++++ 주어진 항목 ++++

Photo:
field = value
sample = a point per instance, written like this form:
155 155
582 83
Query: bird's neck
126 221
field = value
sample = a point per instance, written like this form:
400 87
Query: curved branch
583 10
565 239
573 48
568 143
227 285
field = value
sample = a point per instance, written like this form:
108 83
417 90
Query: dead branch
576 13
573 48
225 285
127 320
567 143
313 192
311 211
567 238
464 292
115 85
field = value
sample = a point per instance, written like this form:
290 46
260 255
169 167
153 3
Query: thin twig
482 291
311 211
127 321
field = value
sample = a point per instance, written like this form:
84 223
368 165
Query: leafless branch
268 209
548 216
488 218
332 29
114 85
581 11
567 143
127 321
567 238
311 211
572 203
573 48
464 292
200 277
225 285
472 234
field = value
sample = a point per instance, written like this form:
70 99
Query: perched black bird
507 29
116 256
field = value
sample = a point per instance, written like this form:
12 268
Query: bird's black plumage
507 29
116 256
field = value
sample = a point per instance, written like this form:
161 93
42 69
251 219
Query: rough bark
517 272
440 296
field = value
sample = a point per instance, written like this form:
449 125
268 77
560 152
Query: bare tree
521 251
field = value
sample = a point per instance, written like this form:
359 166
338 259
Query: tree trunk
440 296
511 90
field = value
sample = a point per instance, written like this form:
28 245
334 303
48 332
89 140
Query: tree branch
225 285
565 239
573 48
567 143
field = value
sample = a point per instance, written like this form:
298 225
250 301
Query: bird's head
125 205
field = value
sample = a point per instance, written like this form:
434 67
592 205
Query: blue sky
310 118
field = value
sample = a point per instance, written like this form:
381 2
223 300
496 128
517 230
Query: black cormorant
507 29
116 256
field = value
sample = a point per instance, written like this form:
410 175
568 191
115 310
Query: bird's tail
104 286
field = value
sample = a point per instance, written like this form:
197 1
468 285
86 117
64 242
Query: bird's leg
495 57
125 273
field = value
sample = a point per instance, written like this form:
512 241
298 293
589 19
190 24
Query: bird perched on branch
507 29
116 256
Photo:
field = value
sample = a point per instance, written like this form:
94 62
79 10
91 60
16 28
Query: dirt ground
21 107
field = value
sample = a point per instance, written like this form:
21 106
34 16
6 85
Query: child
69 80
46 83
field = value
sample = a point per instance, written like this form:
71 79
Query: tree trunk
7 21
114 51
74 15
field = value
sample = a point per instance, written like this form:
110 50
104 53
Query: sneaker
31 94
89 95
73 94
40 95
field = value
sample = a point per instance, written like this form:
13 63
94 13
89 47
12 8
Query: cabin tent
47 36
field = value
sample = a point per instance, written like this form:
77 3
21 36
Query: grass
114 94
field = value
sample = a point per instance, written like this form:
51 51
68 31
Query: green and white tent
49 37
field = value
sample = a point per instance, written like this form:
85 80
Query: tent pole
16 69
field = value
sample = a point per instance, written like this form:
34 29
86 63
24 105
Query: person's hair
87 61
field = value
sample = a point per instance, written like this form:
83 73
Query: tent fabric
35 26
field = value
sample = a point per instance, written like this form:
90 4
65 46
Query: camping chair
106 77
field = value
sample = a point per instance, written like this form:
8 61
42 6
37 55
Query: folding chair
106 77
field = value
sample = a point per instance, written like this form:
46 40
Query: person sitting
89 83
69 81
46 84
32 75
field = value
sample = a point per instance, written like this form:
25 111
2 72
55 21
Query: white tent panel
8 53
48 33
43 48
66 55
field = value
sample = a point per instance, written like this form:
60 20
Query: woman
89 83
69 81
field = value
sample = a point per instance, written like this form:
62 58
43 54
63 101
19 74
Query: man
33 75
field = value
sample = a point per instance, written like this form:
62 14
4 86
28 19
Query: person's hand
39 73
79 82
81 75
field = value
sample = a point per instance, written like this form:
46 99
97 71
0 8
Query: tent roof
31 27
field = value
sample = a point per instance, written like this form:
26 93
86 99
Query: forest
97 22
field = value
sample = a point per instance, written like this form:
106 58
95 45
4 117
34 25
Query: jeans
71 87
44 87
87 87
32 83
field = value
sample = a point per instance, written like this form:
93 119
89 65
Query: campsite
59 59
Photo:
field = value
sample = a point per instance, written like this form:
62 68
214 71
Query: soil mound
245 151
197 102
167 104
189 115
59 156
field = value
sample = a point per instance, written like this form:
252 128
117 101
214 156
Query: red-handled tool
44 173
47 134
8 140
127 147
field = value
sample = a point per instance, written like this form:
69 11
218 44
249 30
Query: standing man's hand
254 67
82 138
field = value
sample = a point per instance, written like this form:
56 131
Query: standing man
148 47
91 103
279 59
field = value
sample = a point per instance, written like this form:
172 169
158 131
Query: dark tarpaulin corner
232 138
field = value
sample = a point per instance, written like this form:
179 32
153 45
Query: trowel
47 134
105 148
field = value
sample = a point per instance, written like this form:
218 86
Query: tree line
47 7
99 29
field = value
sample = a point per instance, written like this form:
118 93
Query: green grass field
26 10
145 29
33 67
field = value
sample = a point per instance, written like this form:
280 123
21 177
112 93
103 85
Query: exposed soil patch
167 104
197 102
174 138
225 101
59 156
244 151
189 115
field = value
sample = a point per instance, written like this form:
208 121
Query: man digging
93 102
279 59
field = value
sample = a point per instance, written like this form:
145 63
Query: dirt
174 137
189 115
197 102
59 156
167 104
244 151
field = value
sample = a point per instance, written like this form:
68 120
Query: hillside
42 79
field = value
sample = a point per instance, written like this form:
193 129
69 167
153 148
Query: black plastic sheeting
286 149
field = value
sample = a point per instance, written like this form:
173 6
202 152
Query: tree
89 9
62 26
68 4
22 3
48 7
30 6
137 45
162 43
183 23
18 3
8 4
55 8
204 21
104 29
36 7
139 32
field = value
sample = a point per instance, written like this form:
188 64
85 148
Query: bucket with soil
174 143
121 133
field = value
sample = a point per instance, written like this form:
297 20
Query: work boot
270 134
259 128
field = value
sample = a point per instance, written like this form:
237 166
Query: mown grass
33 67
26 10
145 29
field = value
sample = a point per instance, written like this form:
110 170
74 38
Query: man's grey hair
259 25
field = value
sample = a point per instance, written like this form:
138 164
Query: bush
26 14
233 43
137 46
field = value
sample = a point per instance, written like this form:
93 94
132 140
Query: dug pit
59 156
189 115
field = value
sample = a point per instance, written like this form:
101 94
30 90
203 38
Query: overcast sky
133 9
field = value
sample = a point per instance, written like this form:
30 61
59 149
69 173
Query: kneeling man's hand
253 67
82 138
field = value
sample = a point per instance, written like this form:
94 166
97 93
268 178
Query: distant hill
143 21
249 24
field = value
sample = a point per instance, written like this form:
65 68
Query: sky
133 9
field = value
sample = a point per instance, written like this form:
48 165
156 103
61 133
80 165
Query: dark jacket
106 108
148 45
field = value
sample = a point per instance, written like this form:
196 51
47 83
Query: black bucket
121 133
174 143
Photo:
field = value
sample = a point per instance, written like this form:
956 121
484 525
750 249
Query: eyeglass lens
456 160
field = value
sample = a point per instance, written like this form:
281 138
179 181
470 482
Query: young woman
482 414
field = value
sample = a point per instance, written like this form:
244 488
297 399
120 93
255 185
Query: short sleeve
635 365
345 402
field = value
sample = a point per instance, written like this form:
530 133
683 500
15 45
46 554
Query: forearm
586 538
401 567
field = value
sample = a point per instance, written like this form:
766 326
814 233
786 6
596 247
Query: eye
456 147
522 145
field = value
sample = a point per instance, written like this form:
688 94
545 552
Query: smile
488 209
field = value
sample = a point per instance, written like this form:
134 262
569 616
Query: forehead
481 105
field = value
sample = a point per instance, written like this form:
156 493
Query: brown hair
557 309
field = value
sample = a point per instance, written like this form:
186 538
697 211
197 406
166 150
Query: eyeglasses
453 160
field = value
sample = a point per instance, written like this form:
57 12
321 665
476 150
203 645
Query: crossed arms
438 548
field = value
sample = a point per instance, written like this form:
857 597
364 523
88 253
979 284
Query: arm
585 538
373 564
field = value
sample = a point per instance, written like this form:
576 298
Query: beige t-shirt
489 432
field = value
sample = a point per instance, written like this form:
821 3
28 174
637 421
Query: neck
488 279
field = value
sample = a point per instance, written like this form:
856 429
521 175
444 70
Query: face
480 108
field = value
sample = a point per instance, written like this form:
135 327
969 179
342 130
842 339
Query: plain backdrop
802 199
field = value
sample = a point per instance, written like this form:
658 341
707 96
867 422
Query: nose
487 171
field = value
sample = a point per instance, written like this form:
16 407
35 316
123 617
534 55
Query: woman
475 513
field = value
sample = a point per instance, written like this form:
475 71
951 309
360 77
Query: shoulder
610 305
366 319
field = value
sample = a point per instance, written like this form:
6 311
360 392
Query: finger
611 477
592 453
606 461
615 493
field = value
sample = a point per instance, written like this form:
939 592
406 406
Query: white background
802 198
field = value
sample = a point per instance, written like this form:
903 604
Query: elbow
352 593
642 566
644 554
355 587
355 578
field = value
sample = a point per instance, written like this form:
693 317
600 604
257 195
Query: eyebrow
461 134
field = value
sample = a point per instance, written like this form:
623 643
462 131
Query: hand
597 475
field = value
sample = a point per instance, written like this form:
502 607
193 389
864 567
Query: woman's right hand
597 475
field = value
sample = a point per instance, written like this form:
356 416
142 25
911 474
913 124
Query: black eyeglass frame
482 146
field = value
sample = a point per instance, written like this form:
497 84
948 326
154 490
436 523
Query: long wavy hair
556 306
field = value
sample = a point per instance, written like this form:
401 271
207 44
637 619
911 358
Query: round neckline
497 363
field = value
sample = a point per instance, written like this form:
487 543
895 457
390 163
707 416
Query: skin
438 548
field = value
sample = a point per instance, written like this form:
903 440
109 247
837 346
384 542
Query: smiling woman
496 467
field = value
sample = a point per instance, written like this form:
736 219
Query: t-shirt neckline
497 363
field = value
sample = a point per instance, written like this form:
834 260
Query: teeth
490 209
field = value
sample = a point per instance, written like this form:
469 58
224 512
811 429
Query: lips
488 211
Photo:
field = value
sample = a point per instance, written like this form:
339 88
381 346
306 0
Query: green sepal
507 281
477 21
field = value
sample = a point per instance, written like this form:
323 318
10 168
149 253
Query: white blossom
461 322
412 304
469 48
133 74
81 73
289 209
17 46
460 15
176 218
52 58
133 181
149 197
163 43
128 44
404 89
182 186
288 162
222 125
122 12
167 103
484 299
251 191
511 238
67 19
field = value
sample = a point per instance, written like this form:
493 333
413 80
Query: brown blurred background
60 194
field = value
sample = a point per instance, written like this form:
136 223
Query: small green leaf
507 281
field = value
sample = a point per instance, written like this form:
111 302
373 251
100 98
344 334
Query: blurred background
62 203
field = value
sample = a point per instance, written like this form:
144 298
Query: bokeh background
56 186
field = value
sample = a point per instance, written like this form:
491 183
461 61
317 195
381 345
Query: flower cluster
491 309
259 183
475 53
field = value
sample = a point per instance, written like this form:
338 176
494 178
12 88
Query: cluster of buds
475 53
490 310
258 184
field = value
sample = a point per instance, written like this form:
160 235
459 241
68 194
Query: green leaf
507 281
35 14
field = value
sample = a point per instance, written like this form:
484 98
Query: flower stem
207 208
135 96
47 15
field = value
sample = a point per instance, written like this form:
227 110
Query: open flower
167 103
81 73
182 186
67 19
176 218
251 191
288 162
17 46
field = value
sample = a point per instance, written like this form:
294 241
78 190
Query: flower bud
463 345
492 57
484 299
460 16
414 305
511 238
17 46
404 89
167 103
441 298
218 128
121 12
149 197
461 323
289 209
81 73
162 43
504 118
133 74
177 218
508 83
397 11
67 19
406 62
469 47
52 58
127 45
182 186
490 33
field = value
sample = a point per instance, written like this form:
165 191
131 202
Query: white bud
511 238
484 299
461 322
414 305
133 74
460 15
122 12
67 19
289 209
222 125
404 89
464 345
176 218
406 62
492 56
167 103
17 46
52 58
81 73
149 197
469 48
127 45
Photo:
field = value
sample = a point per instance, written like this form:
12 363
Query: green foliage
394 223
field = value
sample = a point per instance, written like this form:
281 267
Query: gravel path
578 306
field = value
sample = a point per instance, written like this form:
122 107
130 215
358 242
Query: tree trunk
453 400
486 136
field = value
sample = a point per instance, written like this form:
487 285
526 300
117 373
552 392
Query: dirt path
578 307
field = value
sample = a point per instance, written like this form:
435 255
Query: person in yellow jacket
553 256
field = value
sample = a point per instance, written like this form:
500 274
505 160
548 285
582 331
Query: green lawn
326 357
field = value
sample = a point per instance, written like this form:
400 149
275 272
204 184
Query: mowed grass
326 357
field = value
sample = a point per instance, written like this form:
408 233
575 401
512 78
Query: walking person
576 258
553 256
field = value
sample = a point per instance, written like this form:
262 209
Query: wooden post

++++

위 항목에서 "tree"라는 단어가 들어 있는 줄을 하나도 빠짐없이 그대로 옮겨 돌려주세요. 대문자와 소문자는 구분합니다.

아래 답변 —
Query: bare tree
Query: tree trunk
Query: tree branch
Query: tree trunk
Query: tree line
Query: tree
Query: tree trunk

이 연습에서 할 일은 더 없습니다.